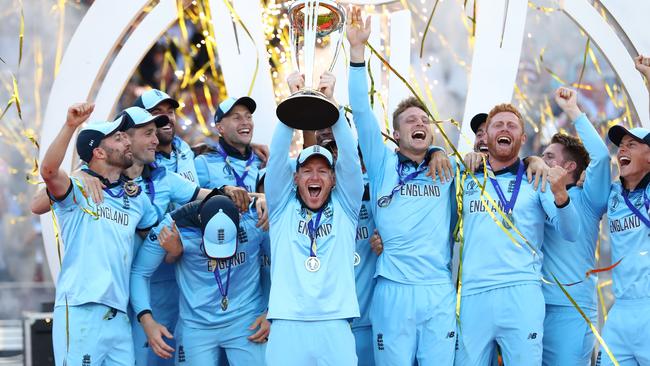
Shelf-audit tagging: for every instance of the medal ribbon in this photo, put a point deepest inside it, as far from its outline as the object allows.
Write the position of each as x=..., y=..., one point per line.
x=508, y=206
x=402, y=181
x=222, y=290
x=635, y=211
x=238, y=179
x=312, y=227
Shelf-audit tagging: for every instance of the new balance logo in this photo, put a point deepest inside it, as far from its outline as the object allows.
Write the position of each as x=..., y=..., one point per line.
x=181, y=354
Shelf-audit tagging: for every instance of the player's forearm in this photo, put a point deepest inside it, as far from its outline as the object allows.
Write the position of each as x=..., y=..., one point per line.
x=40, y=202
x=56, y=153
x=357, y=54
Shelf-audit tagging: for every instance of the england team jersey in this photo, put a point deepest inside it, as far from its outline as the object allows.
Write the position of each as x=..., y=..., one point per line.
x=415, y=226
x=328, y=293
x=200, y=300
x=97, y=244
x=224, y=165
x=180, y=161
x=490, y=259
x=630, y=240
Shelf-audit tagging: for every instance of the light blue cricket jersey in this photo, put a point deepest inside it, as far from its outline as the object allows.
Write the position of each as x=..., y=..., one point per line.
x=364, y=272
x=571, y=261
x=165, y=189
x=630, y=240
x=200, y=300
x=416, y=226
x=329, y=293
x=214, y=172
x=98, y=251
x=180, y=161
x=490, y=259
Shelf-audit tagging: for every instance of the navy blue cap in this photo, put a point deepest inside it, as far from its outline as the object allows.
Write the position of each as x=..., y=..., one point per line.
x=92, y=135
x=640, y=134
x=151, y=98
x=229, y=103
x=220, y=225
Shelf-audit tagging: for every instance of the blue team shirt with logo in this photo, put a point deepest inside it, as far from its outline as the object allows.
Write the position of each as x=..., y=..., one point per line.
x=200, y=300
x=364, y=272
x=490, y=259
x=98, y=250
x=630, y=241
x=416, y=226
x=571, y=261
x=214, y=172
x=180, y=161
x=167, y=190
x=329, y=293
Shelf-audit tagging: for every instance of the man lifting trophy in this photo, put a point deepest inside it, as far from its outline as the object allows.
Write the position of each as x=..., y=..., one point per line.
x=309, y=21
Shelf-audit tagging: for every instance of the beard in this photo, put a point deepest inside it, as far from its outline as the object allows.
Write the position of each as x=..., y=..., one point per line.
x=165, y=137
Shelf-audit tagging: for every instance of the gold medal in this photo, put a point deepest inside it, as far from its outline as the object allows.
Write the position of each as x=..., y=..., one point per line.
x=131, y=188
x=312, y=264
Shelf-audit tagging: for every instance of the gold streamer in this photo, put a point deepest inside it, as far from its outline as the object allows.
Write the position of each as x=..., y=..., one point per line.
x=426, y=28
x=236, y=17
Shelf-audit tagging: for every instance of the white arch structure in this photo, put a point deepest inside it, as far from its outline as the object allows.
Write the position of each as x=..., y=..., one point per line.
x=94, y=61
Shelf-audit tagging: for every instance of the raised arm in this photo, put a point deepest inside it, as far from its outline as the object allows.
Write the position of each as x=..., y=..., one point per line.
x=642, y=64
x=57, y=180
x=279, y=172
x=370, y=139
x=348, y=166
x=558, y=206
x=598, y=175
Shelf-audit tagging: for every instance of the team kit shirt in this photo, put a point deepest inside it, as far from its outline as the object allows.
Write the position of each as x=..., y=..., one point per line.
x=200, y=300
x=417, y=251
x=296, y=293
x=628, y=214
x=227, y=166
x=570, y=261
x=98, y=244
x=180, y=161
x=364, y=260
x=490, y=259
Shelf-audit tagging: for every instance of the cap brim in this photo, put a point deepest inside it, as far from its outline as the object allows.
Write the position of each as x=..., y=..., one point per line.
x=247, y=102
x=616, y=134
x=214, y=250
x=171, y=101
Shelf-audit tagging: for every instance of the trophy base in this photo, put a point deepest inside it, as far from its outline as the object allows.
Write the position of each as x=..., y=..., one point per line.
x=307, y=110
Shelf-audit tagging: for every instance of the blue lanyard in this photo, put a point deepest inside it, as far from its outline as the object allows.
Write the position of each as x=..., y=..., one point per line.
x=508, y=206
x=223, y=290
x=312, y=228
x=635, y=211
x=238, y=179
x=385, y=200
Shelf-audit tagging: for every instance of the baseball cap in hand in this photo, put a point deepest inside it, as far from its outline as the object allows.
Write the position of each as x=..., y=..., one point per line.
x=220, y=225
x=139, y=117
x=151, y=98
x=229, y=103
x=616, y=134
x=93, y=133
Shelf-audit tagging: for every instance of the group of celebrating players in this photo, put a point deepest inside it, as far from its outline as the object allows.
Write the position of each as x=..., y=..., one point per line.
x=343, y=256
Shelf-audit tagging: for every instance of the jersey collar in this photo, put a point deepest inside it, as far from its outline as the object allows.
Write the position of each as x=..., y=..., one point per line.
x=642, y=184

--

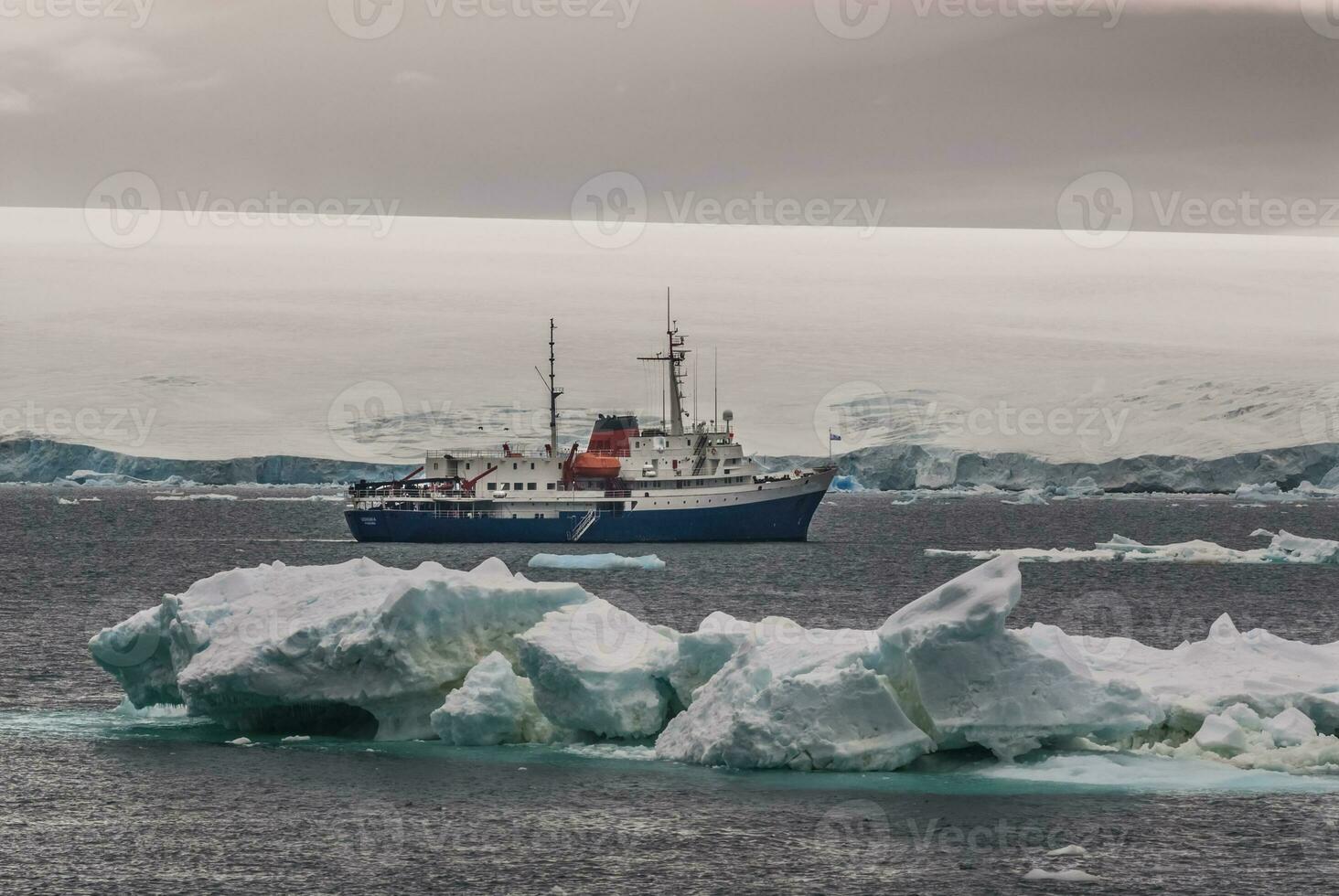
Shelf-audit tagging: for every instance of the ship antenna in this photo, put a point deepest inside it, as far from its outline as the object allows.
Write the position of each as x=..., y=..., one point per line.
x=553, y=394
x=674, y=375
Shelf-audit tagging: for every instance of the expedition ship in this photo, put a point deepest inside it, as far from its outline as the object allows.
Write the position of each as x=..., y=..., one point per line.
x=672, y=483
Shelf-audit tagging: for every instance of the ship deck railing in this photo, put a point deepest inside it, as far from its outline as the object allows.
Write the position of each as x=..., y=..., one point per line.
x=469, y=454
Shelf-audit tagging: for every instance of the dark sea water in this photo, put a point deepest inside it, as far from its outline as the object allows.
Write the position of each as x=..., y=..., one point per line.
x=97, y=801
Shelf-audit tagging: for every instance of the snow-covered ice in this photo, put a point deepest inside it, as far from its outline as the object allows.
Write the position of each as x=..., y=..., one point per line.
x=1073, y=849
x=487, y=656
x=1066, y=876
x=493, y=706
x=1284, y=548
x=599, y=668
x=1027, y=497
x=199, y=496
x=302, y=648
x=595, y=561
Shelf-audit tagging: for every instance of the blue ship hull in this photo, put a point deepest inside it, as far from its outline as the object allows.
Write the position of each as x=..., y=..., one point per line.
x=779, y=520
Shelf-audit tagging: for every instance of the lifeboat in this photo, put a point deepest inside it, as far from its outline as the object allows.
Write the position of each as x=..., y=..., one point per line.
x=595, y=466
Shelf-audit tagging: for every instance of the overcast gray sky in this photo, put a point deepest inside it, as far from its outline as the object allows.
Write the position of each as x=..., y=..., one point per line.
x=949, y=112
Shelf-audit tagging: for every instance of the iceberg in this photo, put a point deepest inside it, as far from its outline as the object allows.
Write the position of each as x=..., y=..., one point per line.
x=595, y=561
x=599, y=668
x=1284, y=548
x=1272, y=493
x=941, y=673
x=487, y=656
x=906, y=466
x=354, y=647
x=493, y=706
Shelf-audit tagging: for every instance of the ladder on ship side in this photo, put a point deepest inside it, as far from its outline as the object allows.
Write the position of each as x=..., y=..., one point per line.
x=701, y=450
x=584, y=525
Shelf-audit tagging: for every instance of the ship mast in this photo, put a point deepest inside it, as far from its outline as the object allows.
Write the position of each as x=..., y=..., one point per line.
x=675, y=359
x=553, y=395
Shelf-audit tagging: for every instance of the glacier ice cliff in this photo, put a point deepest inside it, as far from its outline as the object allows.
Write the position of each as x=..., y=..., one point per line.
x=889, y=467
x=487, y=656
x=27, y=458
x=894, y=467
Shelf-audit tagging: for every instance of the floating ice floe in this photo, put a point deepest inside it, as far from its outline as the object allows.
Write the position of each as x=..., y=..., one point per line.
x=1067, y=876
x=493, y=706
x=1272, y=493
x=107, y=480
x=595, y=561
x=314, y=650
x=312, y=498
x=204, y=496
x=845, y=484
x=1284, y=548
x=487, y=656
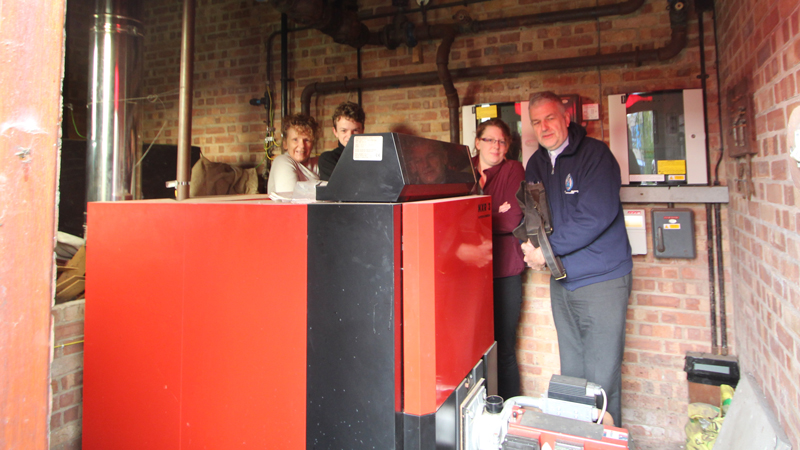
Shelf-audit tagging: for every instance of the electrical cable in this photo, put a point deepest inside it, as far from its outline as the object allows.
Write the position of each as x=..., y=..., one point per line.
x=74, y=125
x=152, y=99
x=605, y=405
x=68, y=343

• Instructions to follow:
Copy out every line of the entries where the string "gold" shows up.

• Exercise answer:
Shelf-audit tagging: for every instance of the gold medal in this photo, put a point deepest inside it, as far from its outline as the object allows.
Shelf-audit tagging: for every instance of the gold streamer in this photo, put a point deepest inside it, as far from its outline as the object allows.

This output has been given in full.